**待读摘录**
..............................
哈希表扩容与再哈希
本文详细解析了哈希表在面对键值数量超出容量限制时的扩容策略及再哈希过程,通过实例展示了如何将哈希表的容量翻倍,并重新分布已有的键值对。
- Rehashing
中文English
The size of the hash table is not determinate at the very beginning. If the total size of keys is too large (e.g. size >= capacity / 10), we should double the size of the hash table and rehash every keys. Say you have a hash table looks like below:
size=3, capacity=4
[null, 21, 14, null]
↓ ↓
9 null
↓
null
The hash function is:
int hashcode(int key, int capacity) {
return key % capacity;
}
here we have three numbers, 9, 14 and 21, where 21 and 9 share the same position as they all have the same hashcode 1 (21 % 4 = 9 % 4 = 1). We store them in the hash table by linked list.
rehashing this hash table, double the capacity, you will get:
size=3, capacity=8
index: 0 1 2 3 4 5 6 7
hash : [null, 9, null, null, null, 21, 14, null]
Given the original hash table, return the new hash table after rehashing .
Example
Example 1
Input : [null, 21->9->null, 14->null, null]
Output : [null, 9->null, null, null, null, 21->null, 14->null, null]
Notice
For negative integer in hash table, the position can be calculated as follow:
C++/Java: if you directly calculate -4 % 3 you will get -1. You can use function: a % b = (a % b + b) % b to make it is a non negative integer.
Python: you can directly use -1 % 3, you will get 2 automatically.
..............................
**给定问题 1**
关于哈希表再哈希的这段文字提到,在 C++ 或 Java 中计算负整数的位置时要改用 a % b = (a % b + b) % b。请用一到三句话说明这样做的原因。
**给定问题 2**
请给出关于哈希表扩容与再哈希的这段文字在结尾之后的后续内容。
..............................
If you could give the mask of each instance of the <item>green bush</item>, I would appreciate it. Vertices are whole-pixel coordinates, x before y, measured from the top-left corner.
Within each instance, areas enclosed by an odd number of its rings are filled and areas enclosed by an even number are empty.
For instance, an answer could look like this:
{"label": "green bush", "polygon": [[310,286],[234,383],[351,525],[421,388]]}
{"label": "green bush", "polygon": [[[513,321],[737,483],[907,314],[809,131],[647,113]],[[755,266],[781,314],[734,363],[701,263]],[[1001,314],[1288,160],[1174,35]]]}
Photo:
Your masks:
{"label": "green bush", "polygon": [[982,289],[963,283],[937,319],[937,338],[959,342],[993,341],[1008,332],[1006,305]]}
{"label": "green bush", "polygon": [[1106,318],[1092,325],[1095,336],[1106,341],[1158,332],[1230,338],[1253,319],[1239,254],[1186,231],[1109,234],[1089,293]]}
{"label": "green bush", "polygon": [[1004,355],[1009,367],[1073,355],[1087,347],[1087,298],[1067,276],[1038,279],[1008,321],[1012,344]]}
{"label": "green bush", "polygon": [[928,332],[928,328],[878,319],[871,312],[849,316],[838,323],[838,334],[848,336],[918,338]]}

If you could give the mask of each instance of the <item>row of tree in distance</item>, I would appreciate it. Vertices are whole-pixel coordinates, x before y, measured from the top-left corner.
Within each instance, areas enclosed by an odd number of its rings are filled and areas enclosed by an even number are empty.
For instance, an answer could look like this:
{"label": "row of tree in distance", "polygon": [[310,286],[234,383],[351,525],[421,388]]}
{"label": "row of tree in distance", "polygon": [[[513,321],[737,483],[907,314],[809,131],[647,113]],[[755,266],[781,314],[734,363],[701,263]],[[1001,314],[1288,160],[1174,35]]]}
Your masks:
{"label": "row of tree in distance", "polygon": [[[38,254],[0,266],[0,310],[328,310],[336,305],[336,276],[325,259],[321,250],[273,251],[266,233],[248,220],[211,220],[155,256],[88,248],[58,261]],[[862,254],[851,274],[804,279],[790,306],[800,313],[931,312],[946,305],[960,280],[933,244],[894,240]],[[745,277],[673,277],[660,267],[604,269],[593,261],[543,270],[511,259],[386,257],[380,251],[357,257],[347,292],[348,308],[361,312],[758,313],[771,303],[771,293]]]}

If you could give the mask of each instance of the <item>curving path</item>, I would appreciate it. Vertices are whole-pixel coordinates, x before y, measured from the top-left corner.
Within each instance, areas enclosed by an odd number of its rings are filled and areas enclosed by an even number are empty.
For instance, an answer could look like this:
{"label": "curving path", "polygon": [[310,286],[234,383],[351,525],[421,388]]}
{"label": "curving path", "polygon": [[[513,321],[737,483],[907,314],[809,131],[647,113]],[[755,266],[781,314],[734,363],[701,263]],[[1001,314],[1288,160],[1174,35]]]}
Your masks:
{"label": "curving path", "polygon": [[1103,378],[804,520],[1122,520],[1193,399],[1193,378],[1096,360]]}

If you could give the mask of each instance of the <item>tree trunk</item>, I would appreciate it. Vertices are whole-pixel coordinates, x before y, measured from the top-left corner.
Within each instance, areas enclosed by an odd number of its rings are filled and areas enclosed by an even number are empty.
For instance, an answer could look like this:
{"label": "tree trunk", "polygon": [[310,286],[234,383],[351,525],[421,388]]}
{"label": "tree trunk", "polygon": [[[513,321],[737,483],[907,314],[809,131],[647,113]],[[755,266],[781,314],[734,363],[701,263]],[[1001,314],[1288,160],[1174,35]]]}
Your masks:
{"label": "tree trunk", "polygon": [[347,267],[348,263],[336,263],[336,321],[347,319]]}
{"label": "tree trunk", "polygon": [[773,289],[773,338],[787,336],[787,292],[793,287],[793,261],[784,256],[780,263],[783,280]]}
..............................
**最终结果 1**
因为在 C++ 和 Java 中直接计算 -4 % 3 会得到 -1,结果是负数。改用 (a % b + b) % b 可以把结果变成非负整数。

**最终结果 2**
解法1:注意有两个循环,在新数组和旧数组中都要循环
代码如下:
/**
* Definition of ListNode
* class ListNode {
* public:
* int val;
* ListNode *next;
* ListNode(int val) {
* this->val = val;
* this->next = NULL;
* }
* }
*/
class Solution {
public:
/**
* @param hashTable: A list of The first node of linked list
* @return: A list of The first node of linked list which have twice size
*/
vector<ListNode*> rehashing(vector<ListNode*> hashTable) {
int capacity = hashTable.size();
int capacity2 = capacity << 1;
vector<ListNode *> result(capacity2, NULL);
for (int i = 0; i < capacity; ++i) {
ListNode * curNode = hashTable[i];
while(curNode) {
int val = curNode->val;
ListNode * newNode = new ListNode(val);
int newIndex = val < 0 ? (val % capacity2 + capacity2) % capacity2 : val % capacity2;
if (result[newIndex] == NULL) {
result[newIndex] = newNode;
} else {
ListNode * tmp = result[newIndex];
while(tmp->next) {
tmp = tmp->next;
}
tmp->next = newNode;
}
curNode = curNode->next;
}
}
return result;
}
};
二刷: 解法1是当有hash key有冲突时,把新节点加在链表末尾。这里时把新节点加在链表开头。这样可以省掉一个循环,而且由于cache coherence,新节点更容易在接下来的时间被访问到。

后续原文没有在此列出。